AIM OF THE TASK:
From the entries, copy every line that carries the string "below".

EXCERPTED DATA:
※ ※ ※

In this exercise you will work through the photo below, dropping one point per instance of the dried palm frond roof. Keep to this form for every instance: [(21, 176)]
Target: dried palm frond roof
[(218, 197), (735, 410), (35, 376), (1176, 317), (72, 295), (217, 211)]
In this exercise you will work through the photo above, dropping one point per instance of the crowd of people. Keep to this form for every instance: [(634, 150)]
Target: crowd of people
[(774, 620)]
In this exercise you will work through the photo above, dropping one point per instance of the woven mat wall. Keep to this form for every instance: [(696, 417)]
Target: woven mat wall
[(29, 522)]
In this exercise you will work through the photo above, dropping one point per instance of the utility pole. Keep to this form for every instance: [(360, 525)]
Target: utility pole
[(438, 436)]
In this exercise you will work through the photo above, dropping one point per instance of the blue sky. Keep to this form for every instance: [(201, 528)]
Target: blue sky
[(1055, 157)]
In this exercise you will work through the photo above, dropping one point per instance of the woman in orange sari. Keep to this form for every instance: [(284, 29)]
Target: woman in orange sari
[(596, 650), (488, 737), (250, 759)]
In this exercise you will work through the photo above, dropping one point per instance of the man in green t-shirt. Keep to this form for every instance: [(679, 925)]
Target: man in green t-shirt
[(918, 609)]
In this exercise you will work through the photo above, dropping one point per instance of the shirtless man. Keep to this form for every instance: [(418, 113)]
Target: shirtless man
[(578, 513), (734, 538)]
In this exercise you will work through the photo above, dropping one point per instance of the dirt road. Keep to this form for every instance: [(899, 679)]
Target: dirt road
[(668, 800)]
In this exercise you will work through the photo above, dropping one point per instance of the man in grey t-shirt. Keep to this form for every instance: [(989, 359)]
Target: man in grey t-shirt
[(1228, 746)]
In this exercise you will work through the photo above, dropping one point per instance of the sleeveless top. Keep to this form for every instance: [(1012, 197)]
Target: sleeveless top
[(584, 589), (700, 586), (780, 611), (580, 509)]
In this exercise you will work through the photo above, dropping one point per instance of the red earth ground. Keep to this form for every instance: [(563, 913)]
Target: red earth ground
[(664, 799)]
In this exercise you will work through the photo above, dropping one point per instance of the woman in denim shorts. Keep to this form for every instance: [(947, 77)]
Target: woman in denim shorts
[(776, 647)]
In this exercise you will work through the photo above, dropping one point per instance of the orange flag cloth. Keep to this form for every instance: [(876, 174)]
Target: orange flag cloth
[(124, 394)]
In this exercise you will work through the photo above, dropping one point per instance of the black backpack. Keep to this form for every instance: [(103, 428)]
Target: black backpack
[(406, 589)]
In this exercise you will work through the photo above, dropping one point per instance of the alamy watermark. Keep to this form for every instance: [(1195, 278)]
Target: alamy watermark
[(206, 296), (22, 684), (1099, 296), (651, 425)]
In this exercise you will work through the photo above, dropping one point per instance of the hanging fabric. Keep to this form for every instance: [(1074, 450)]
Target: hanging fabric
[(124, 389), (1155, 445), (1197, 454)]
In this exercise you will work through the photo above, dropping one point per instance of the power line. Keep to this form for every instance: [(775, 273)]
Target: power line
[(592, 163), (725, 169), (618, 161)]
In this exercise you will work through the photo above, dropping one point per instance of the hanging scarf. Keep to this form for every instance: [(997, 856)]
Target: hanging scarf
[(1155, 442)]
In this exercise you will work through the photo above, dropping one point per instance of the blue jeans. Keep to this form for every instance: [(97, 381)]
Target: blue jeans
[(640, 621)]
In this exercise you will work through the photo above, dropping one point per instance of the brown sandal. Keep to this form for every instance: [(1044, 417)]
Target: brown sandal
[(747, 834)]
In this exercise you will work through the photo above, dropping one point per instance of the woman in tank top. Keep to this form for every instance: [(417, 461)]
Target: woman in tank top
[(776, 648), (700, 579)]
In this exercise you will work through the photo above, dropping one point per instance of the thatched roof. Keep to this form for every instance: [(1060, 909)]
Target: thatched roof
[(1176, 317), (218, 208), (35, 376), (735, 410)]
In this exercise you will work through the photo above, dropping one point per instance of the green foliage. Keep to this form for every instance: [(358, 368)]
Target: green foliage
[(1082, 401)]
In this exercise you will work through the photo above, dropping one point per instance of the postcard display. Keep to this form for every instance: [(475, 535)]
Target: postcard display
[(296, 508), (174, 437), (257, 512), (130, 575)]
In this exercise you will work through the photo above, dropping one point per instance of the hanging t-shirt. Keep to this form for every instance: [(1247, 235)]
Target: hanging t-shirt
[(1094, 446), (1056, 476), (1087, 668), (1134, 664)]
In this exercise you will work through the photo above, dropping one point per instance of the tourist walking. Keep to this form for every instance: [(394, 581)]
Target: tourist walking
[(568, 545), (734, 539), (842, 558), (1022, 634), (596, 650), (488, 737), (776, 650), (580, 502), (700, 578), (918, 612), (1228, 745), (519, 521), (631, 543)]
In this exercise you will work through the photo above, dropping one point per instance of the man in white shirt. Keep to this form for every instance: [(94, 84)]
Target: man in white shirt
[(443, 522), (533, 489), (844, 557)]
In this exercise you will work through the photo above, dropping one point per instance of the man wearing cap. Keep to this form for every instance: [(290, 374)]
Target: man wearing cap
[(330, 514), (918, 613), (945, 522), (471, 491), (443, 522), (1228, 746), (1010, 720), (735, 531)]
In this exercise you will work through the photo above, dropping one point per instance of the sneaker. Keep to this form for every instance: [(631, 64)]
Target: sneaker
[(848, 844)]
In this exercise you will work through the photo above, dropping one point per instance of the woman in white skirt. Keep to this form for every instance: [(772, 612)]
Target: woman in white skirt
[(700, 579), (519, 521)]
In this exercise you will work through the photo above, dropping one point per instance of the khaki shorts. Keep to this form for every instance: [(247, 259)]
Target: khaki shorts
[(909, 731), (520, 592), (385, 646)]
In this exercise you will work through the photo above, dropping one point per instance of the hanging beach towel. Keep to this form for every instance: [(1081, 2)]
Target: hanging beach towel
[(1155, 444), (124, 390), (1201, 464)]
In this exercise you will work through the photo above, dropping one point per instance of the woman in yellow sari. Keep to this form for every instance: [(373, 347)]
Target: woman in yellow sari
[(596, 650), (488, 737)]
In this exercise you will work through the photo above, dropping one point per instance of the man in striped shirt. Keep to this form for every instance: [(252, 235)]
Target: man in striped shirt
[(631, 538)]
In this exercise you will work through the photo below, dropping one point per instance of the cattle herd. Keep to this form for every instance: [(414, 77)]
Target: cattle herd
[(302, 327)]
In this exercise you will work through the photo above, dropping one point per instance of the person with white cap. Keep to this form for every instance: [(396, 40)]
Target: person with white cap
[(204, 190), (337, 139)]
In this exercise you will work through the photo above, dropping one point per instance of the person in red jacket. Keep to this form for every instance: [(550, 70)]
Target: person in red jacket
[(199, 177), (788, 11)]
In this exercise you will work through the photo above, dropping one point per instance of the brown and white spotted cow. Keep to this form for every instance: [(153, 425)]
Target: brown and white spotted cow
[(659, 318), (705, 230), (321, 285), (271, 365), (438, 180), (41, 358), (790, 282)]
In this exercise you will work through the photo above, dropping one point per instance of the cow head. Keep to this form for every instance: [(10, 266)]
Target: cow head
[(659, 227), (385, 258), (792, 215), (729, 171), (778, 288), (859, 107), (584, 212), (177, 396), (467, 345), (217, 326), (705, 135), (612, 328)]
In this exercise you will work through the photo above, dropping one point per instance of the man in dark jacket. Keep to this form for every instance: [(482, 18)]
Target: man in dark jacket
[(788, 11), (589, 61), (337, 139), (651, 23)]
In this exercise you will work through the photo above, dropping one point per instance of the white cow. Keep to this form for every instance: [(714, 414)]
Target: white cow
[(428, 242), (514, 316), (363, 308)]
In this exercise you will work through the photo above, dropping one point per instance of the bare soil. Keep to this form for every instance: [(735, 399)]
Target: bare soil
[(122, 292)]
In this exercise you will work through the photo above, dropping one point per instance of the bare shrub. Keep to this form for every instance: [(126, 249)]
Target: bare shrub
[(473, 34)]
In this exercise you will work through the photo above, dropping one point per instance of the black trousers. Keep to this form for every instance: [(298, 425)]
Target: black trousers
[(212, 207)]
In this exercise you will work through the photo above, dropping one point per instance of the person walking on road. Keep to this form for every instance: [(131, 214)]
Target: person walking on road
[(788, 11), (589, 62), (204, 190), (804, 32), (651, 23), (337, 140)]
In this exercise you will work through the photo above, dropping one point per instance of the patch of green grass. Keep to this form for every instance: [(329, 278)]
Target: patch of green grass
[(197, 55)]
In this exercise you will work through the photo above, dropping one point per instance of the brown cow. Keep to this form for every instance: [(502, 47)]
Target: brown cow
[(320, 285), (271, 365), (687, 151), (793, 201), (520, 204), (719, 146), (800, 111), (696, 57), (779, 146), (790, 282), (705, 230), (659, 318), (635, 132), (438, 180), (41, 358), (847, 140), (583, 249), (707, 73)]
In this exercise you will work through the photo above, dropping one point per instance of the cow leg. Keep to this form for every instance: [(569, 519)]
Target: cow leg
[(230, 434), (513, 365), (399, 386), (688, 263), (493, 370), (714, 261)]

※ ※ ※

YOUR RESPONSE:
In this exercise you will work through the photo below, dropping one point per instance of the dried palm frond roof. Keep to this form for every instance: [(21, 176)]
In this exercise you will work through the photo below, dropping one point per instance of the cattle herd. Keep to this form for every instance: [(414, 77)]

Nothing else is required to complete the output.